Riporta come elenco JSON di stringhe le righe del materiale a partire da quella che contiene "# point at: wheelbarrow handle" e fino alla fine del materiale, entrambi gli estremi inclusi. Usa una stringa per ogni riga e tralascia le righe vuote.

□ □ □ □

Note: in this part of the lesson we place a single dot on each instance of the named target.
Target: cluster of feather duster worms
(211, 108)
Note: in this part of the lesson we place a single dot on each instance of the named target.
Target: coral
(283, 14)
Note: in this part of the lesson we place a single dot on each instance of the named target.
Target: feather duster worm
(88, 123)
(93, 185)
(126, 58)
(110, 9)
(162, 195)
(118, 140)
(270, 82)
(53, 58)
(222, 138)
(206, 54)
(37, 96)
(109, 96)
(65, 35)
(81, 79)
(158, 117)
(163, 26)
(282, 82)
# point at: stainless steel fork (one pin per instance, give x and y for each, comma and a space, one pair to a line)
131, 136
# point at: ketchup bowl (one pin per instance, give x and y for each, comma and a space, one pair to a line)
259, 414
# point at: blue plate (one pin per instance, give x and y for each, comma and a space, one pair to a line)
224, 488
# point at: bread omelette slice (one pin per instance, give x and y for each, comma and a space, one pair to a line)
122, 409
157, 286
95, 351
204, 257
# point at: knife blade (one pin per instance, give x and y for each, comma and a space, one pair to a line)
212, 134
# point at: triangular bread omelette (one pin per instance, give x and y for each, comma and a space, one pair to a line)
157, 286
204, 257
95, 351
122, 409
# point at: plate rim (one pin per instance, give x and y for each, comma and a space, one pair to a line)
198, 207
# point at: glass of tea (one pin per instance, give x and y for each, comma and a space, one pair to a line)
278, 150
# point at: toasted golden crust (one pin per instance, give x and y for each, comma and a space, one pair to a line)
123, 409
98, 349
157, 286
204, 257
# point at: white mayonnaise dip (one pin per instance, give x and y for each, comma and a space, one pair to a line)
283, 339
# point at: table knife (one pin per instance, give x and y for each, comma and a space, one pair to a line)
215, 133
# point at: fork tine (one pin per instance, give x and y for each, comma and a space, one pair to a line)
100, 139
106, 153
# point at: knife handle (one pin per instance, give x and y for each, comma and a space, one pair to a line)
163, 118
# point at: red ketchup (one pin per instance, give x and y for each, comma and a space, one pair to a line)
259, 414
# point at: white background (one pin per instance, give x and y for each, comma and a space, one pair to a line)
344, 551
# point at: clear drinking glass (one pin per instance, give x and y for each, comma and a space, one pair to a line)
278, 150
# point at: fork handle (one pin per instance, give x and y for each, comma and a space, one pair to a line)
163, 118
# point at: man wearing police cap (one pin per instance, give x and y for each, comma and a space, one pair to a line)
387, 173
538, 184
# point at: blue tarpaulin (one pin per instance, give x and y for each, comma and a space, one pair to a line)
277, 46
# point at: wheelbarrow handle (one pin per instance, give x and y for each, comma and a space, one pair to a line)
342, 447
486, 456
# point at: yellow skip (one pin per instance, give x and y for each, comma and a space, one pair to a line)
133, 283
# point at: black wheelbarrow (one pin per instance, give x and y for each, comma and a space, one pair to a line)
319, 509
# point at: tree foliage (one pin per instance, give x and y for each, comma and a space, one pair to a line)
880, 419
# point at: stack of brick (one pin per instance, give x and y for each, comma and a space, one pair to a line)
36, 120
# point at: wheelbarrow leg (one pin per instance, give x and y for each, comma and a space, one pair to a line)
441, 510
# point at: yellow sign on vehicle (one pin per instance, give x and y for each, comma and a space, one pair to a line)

□ □ □ □

* _RISULTATO DEL COMPITO_
[
  "# point at: wheelbarrow handle (one pin per instance, give x and y for each, comma and a space, one pair to a line)",
  "342, 447",
  "486, 456",
  "# point at: yellow skip (one pin per instance, give x and y for each, comma and a space, one pair to a line)",
  "133, 283",
  "# point at: black wheelbarrow (one pin per instance, give x and y for each, comma and a space, one pair to a line)",
  "319, 509",
  "# point at: tree foliage (one pin per instance, give x and y for each, comma and a space, one pair to a line)",
  "880, 419",
  "# point at: stack of brick (one pin per instance, give x and y for each, comma and a space, one pair to a line)",
  "36, 120",
  "# point at: wheelbarrow leg (one pin per instance, give x and y for each, comma and a space, one pair to a line)",
  "441, 510",
  "# point at: yellow sign on vehicle (one pin per instance, give x and y for each, comma and a space, one pair to a line)"
]